» **OBJECTIVE**: Write out the rows from their first line through the line that contains "[[5,55],[5,39],[3,36],[0,36],[0,63],[2,63],[3,57]]", both included. Copy each line without any change.

» **EXCERPTED RECORDS**:
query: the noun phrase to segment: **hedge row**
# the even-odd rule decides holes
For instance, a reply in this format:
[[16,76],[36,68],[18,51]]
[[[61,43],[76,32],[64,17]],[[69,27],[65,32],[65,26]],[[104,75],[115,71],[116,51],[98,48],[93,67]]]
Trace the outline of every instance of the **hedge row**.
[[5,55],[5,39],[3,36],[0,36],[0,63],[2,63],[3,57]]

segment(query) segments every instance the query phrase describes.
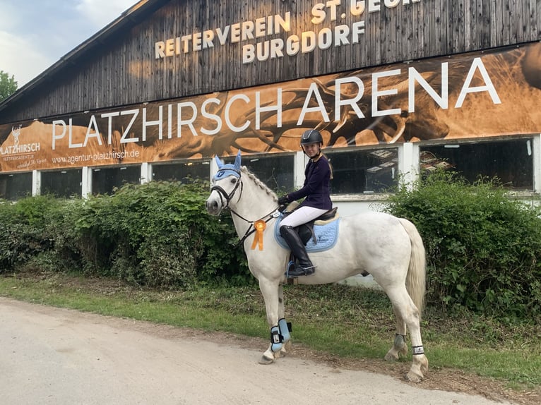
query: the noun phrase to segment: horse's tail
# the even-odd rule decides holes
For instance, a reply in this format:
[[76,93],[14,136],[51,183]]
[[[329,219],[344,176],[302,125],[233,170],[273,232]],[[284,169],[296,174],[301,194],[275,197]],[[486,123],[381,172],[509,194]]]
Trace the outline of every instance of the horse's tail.
[[400,218],[400,224],[408,232],[411,241],[410,267],[406,276],[406,289],[421,316],[424,308],[424,292],[426,290],[426,257],[424,246],[415,226],[408,219]]

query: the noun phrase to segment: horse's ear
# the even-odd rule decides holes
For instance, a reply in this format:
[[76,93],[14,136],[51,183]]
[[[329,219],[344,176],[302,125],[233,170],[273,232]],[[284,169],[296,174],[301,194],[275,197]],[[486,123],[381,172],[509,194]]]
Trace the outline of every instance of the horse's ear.
[[234,158],[234,167],[235,169],[240,170],[240,149],[239,150],[239,152],[237,154],[237,157]]
[[224,165],[224,164],[223,162],[220,159],[218,155],[214,155],[214,160],[216,161],[216,164],[218,165],[218,169],[222,169],[222,167]]

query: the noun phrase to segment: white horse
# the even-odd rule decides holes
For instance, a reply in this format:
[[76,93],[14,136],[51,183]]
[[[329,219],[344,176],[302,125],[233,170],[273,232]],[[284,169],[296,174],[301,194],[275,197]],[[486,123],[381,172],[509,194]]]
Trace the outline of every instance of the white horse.
[[[250,272],[258,280],[270,328],[270,344],[260,363],[268,364],[285,354],[290,339],[285,321],[283,284],[290,251],[276,241],[279,220],[276,194],[246,167],[240,152],[234,164],[224,164],[218,157],[218,172],[206,200],[209,214],[231,211],[237,233],[244,243]],[[419,382],[428,370],[421,340],[420,320],[425,291],[425,255],[415,225],[381,212],[362,213],[340,219],[339,237],[330,249],[309,253],[316,272],[298,277],[299,284],[334,283],[358,274],[369,273],[386,293],[396,316],[396,334],[385,356],[398,360],[408,353],[406,327],[411,335],[413,361],[406,379]]]

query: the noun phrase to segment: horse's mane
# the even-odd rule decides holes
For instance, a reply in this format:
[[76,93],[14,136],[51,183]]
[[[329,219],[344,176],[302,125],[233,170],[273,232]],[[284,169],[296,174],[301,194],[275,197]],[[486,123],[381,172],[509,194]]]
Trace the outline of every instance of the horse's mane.
[[251,171],[248,170],[248,168],[246,166],[243,166],[241,167],[241,171],[242,173],[246,174],[250,179],[251,179],[254,183],[256,183],[256,186],[258,186],[261,190],[263,190],[267,194],[270,195],[274,199],[278,199],[278,197],[276,195],[276,193],[270,190],[270,188],[268,188],[268,186],[265,184],[263,181],[259,180],[257,177],[256,177],[256,175],[254,174]]

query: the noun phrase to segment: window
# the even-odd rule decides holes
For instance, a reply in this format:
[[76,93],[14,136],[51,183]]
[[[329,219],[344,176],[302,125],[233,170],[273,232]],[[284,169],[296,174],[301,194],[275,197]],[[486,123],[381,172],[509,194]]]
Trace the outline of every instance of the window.
[[532,140],[446,144],[420,148],[421,168],[454,170],[468,181],[497,177],[504,187],[533,190]]
[[[233,163],[234,157],[225,157],[223,161]],[[295,187],[295,156],[292,155],[243,156],[242,164],[276,193],[291,191]]]
[[396,185],[397,148],[326,150],[333,167],[332,194],[385,193]]
[[115,188],[124,184],[138,184],[141,166],[95,168],[92,171],[92,193],[112,194]]
[[32,195],[32,172],[0,174],[0,198],[15,200]]
[[81,197],[83,192],[83,171],[81,169],[61,171],[42,171],[41,193],[57,197]]
[[210,176],[210,162],[208,160],[191,161],[153,164],[153,180],[172,180],[188,183],[190,179],[208,180]]

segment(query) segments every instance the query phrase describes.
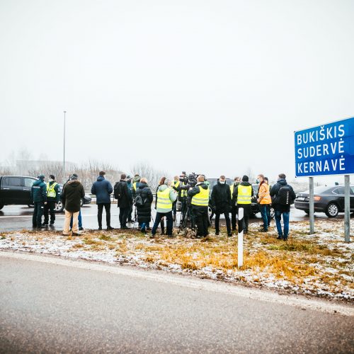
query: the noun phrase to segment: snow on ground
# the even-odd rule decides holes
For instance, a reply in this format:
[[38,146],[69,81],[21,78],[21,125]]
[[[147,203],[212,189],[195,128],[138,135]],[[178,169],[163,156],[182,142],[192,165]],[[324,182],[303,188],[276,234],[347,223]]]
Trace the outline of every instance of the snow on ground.
[[[352,229],[354,222],[351,222]],[[270,289],[354,300],[354,238],[344,242],[343,220],[321,220],[314,235],[304,222],[290,225],[290,241],[252,225],[237,268],[237,237],[206,241],[178,236],[150,239],[135,232],[85,231],[76,237],[50,230],[0,234],[0,250],[35,252],[188,273]]]

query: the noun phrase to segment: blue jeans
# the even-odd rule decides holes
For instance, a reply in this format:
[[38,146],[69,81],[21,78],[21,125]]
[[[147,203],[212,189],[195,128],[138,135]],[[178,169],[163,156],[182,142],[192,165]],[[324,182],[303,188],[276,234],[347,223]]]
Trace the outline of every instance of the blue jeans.
[[156,231],[159,227],[159,224],[161,219],[166,217],[167,219],[167,235],[172,236],[172,229],[173,228],[173,219],[172,218],[172,211],[169,212],[156,212],[155,222],[154,226],[152,227],[152,235],[154,235],[156,234]]
[[[284,222],[284,233],[282,230],[282,221]],[[287,239],[289,235],[289,217],[290,215],[290,212],[280,212],[275,210],[275,222],[277,223],[277,230],[279,237],[282,237],[284,239]]]
[[261,211],[261,215],[262,215],[262,219],[263,221],[263,229],[268,230],[268,213],[267,213],[268,204],[260,204],[259,210]]
[[[79,227],[82,227],[81,210],[79,212]],[[70,220],[70,229],[72,229],[72,217]]]

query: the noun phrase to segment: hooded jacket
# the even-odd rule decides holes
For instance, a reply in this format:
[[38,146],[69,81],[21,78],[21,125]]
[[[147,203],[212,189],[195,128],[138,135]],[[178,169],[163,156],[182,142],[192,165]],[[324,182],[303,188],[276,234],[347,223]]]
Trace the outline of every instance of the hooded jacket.
[[225,182],[217,184],[213,187],[212,191],[212,205],[217,213],[229,212],[231,210],[231,192],[230,186]]
[[[171,209],[161,209],[161,207],[157,207],[157,199],[158,199],[157,198],[157,192],[159,192],[159,191],[164,192],[164,190],[166,190],[166,189],[168,188],[169,188],[169,186],[166,184],[162,184],[161,185],[159,185],[159,187],[157,188],[156,195],[156,200],[155,200],[155,208],[156,208],[157,212],[166,213],[166,212],[172,211],[172,207],[171,207]],[[169,198],[170,198],[170,200],[172,203],[173,203],[176,201],[176,200],[177,199],[177,196],[178,196],[177,192],[173,188],[171,188]]]
[[113,191],[110,182],[107,181],[103,176],[99,176],[97,181],[93,183],[91,188],[91,193],[96,195],[96,203],[110,202],[110,193]]
[[139,184],[137,193],[144,201],[142,205],[137,205],[137,222],[139,224],[142,222],[149,223],[152,219],[152,203],[154,200],[151,189],[147,183],[142,182]]
[[47,185],[42,179],[38,179],[30,188],[30,198],[33,202],[47,201]]
[[[195,187],[194,187],[194,188],[192,188],[190,190],[188,190],[188,197],[193,198],[196,194],[200,193],[200,188],[207,189],[208,188],[209,188],[209,185],[207,185],[204,182],[197,183],[195,185]],[[205,207],[202,205],[193,205],[192,207],[193,207],[195,209],[202,209],[202,210],[205,210],[205,208],[207,209],[207,207]]]
[[70,212],[80,211],[80,200],[85,196],[82,184],[77,180],[69,181],[62,193],[62,200],[65,209]]
[[292,204],[296,198],[296,194],[292,189],[292,187],[287,184],[286,180],[284,178],[279,178],[277,183],[272,187],[270,190],[270,197],[272,197],[273,206],[274,210],[278,212],[289,212],[290,211],[290,205],[282,205],[281,204],[277,203],[277,195],[279,190],[284,185],[289,185],[290,188],[290,198]]

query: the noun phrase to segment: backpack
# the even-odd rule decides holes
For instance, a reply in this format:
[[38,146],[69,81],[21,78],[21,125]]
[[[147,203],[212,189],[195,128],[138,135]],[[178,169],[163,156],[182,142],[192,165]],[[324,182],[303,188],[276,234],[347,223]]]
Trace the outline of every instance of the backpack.
[[135,199],[134,200],[134,205],[136,207],[141,207],[145,204],[145,201],[142,199],[142,194],[137,191],[137,195],[135,195]]
[[114,198],[115,199],[120,199],[122,196],[122,184],[120,182],[117,182],[114,185]]
[[290,198],[291,188],[289,185],[280,187],[278,192],[276,202],[281,205],[290,205],[292,200]]

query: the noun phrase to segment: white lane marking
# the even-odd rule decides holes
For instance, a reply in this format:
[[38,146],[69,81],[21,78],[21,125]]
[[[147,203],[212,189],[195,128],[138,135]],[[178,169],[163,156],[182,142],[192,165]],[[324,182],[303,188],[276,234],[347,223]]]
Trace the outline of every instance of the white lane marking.
[[[97,217],[97,214],[81,214],[82,217]],[[105,214],[103,214],[103,216]],[[110,216],[116,216],[118,217],[119,214],[112,214],[110,213]],[[33,217],[33,215],[8,215],[8,216],[4,216],[4,217],[1,217],[0,216],[0,220],[1,219],[6,219],[8,217]],[[65,215],[64,214],[55,214],[55,218],[57,217],[64,217]]]
[[0,256],[51,263],[57,266],[99,270],[118,274],[120,275],[134,277],[193,289],[198,289],[200,290],[213,291],[241,297],[247,297],[254,300],[282,304],[284,305],[299,307],[301,309],[320,311],[321,312],[331,314],[337,312],[338,314],[345,316],[354,316],[354,307],[350,305],[346,306],[316,299],[305,299],[304,297],[297,297],[296,295],[280,295],[268,290],[248,288],[239,285],[225,284],[224,282],[218,283],[215,281],[191,279],[190,278],[183,278],[183,276],[176,276],[163,273],[155,273],[149,272],[148,270],[132,270],[125,268],[120,266],[105,266],[101,263],[88,262],[87,261],[72,261],[47,256],[43,256],[34,254],[0,251]]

» **COMPLETED TASK**:
query: the noun phrase to segment: **hedge row**
# the even-odd rule decides holes
For instance, a reply in this format:
[[16,76],[36,68],[18,51]]
[[[61,43],[76,32],[64,17]],[[69,27],[65,32],[65,26]],[[104,75],[115,71],[116,51],[98,48],[93,67]]]
Trace the outline of every instance of the **hedge row**.
[[5,55],[5,39],[3,36],[0,36],[0,63],[2,63],[3,57]]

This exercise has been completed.